═════ Records supplied ═════

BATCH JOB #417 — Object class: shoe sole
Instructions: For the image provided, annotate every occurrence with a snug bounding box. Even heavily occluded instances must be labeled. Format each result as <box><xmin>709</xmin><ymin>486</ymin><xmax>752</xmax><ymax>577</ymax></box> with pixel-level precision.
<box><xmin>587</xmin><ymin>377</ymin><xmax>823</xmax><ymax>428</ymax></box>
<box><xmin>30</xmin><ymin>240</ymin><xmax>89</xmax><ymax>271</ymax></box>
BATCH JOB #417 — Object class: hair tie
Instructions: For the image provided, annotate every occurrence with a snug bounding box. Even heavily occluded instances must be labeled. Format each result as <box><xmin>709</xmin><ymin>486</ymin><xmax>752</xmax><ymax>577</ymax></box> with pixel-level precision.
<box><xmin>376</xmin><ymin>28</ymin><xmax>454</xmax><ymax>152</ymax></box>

═════
═════ Records supplied ═════

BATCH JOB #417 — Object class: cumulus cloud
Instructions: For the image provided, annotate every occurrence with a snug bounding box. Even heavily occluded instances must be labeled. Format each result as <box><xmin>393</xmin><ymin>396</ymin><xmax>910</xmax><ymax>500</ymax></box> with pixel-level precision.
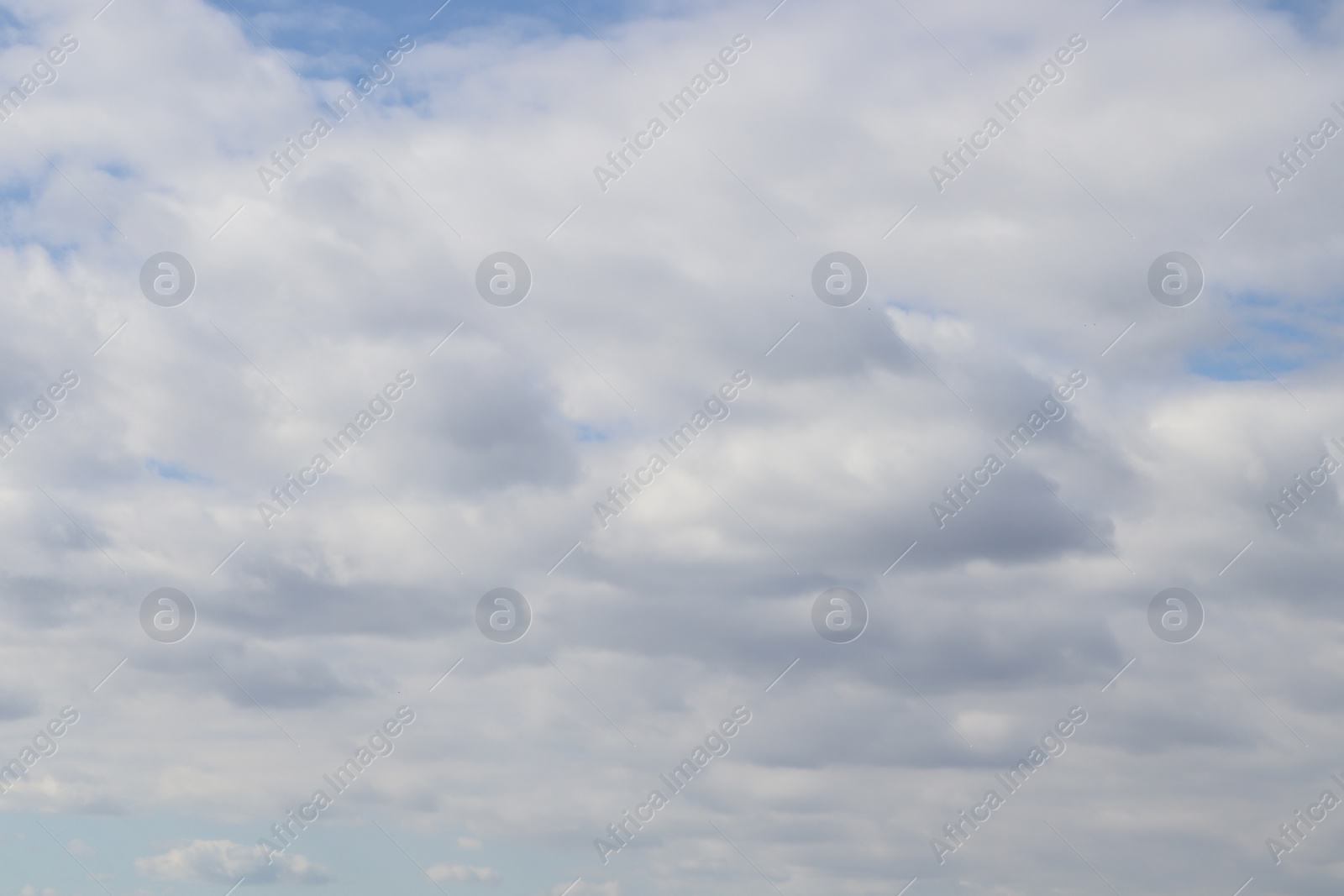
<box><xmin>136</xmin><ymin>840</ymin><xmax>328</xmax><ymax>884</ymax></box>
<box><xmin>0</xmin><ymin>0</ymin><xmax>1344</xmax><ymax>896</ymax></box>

═════
═════ Records supplied ═════

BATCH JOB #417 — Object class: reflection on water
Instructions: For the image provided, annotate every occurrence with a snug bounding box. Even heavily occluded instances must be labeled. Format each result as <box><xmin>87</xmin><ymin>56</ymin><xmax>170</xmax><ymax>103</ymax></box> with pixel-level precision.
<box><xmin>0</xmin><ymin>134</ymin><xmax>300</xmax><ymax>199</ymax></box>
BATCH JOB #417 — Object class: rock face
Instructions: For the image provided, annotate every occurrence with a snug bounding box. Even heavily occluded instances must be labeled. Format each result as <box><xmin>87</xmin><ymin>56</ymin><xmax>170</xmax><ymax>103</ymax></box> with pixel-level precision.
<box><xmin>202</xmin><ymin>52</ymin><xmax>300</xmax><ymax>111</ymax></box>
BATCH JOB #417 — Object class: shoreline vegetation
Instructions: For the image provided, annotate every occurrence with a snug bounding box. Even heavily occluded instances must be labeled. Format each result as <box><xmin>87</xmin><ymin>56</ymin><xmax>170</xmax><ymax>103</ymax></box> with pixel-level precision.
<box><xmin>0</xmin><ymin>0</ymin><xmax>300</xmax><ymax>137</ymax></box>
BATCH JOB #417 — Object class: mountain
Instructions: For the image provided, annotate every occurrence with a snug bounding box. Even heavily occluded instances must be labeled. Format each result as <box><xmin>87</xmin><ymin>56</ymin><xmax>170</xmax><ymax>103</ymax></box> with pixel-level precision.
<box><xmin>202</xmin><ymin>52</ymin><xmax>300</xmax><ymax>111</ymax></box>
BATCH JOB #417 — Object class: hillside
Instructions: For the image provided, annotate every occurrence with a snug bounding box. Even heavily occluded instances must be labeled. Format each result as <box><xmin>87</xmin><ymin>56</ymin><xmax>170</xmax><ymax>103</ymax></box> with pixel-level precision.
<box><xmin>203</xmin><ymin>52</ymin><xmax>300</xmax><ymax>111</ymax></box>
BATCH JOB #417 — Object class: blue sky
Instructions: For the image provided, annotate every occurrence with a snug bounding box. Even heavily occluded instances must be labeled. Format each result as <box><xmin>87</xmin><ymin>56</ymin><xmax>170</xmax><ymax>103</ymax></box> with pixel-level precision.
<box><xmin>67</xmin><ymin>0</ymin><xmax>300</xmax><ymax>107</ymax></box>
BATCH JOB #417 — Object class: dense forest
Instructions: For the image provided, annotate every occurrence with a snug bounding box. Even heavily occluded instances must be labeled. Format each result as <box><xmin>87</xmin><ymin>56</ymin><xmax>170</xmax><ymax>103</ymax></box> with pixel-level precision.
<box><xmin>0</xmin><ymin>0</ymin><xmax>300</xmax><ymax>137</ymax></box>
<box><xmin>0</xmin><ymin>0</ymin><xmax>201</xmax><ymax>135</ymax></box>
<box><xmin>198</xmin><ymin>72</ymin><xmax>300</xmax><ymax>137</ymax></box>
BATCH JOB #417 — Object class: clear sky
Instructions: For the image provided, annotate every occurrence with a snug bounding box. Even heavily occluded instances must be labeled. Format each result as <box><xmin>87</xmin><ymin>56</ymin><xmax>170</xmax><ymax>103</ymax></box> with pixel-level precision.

═════

Prompt -
Collect every line of the entries above that contains the word "class", treating uppercase and lowercase letters as distinct.

The completed task -
BATCH JOB #417 — Object class: shoe sole
BATCH JOB #417 — Object class: hair tie
BATCH JOB #417 — Object class: cumulus cloud
BATCH JOB #417 — Object class: reflection on water
BATCH JOB #417 — Object class: rock face
BATCH JOB #417 — Object class: shoreline vegetation
BATCH JOB #417 — Object class: mountain
BATCH JOB #417 — Object class: hillside
BATCH JOB #417 — Object class: blue sky
BATCH JOB #417 — Object class: dense forest
BATCH JOB #417 — Object class: clear sky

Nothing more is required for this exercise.